Reg Reg - 3 years ago 275
Java Question

How do I reconcile these text positions and line positions with PDFBox?

I am working with a large document, but I have extracted the page giving trouble here. The y-coordinates I get back for the lines in the table seem to be stretched beyond the coordinates of the text. There seems to be some transformation going on, but I cannot find it. If possible I would like to fix the problem within the scope of the PDFGraphicsStreamEngine as extended below, and not have to go back to the drawing board with the other input streams available in PDFBox.

GIVEN INSTRUCTION 1 —
Using the PDFBox question above, answer:
(a) Which library is named in the title?
(b) According to the poster, what seems to be stretched beyond the coordinates of the text?
(c) Within the scope of what does the poster hope to fix the problem?
GIVEN INSTRUCTION 2 — Translate this sentence from the PDFBox question into Spanish: "There seems to be some transformation going on, but I cannot find it."

DATA SHOWN —
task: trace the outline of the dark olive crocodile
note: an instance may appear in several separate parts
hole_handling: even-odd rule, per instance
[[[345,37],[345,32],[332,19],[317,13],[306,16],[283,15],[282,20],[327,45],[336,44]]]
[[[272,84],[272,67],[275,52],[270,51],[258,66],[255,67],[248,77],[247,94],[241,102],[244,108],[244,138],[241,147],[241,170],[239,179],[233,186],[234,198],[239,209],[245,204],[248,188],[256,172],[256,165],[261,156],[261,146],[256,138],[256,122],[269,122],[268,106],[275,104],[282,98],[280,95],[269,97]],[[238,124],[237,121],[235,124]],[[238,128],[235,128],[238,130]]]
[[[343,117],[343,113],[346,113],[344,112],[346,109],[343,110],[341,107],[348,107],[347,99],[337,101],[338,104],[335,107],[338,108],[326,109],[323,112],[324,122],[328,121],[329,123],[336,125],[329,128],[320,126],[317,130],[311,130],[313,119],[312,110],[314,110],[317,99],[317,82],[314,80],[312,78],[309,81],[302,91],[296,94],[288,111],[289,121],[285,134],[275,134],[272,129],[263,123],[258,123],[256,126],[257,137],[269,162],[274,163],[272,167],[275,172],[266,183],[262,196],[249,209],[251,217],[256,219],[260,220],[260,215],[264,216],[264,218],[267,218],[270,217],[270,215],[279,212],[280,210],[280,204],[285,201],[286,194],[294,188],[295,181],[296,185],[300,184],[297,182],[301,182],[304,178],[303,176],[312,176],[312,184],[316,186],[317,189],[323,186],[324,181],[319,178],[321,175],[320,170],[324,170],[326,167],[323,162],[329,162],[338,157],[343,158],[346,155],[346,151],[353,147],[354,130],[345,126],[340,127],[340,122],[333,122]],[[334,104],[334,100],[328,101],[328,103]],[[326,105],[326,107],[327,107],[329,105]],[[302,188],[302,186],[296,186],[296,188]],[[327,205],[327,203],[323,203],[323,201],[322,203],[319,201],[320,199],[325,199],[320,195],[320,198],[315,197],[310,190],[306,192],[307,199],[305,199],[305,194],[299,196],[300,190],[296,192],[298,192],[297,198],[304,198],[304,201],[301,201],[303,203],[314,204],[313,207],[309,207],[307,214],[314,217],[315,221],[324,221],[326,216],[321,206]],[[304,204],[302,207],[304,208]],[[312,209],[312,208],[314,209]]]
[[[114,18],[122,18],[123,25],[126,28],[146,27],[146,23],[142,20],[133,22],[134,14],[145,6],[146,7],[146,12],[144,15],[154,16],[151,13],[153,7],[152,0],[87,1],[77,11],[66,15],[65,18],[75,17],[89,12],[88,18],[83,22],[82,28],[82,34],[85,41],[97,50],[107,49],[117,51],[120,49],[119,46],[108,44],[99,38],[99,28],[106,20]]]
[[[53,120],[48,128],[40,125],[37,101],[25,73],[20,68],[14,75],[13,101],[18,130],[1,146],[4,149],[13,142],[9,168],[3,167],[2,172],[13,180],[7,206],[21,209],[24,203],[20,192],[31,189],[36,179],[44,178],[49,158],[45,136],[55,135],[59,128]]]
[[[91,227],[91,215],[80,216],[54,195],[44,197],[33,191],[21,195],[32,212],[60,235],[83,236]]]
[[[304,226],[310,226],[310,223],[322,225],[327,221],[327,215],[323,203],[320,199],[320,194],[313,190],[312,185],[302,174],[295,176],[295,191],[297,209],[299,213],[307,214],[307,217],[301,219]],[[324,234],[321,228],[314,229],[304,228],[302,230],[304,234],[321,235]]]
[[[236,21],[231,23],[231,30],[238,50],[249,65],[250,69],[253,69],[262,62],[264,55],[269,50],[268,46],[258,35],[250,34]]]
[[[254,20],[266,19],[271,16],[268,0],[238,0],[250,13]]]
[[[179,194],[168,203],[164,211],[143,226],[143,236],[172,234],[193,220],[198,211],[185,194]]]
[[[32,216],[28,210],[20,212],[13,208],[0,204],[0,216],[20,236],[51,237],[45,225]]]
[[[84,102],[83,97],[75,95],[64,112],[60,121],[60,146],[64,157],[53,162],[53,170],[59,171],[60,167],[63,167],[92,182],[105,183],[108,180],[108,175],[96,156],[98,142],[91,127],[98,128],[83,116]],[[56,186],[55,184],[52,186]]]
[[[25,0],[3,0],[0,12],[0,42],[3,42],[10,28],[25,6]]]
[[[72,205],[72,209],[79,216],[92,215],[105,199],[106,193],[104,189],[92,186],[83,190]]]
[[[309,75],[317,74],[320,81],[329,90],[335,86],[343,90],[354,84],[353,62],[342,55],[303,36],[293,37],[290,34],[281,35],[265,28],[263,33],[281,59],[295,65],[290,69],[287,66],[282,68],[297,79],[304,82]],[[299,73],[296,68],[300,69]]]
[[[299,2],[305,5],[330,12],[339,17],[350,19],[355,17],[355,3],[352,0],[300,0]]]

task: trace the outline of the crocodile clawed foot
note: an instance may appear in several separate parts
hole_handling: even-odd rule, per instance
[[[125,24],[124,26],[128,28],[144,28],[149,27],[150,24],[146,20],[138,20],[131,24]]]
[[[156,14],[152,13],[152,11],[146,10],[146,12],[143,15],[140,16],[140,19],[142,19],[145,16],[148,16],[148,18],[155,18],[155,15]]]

REPLY 1 —
(a) PDFBox
(b) The y-coordinates returned for the lines in the table
(c) The PDFGraphicsStreamEngine, as extended by the poster

REPLY 2 — Parece que se está produciendo alguna transformación, pero no logro encontrarla.